**EXTRAIT:**
Paul Morand (Journal inutile)
en regardant bien
on voit…
Savoir voir, savoir écouter, savoir goûter, savoir caresser, savoir respirer… savoir vivre, savoir dire…
La poésie, quelle qu’en soit la forme, c’est très peu de mots; mais ces mots là n’ont pas de fin et donc l’interprétation est infinie et indéfinie.
« Mieux vaut les choses inachevées » P.Sollers
En découvrant cette "poésie brève de l'instant", on peut s’interroger (entre autre !) sur la forme. Et bien, outre
que ces vermisseaux minimalistes n’osent pas se parer de majuscules, l’absence de ponctuation permet plus de liberté dans la lecture et dans
l’ouverture du haïku ou senryû : un certain flou, plusieurs sens (pourquoi pas cinq ?!).
On peut aussi visualiser les choses dans un certain désordre : en poésie et surtout en peinture on appelle ça « la lecture tabulaire » (opposée à la linéaire) : on
perçoit des parties d’une scène (ou du texte) et le cerveau reconstitue une vision d’ensemble subjective... une impression quoi...

**EXERCICES:**
[1] Recopiez tout ce qui va de « Paul Morand (Journal » jusqu'à « pas cinq ?!). » dans l'extrait sur le haïku.
[2] Relevez chacun des verbes placés après « savoir » dans l'extrait sur le haïku.

**SECTION DES DONNÉES:**
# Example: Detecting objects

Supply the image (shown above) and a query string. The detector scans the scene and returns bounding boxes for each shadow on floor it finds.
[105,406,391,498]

**CORRIGÉ DES EXERCICES:**
[1]
Paul Morand (Journal inutile)
en regardant bien
on voit…
Savoir voir, savoir écouter, savoir goûter, savoir caresser, savoir respirer… savoir vivre, savoir dire…
La poésie, quelle qu’en soit la forme, c’est très peu de mots; mais ces mots là n’ont pas de fin et donc l’interprétation est infinie et indéfinie.
« Mieux vaut les choses inachevées » P.Sollers
En découvrant cette "poésie brève de l'instant", on peut s’interroger (entre autre !) sur la forme. Et bien, outre
que ces vermisseaux minimalistes n’osent pas se parer de majuscules, l’absence de ponctuation permet plus de liberté dans la lecture et dans
l’ouverture du haïku ou senryû : un certain flou, plusieurs sens (pourquoi pas cinq ?!).

[2] voir, écouter, goûter, caresser, respirer, vivre, dire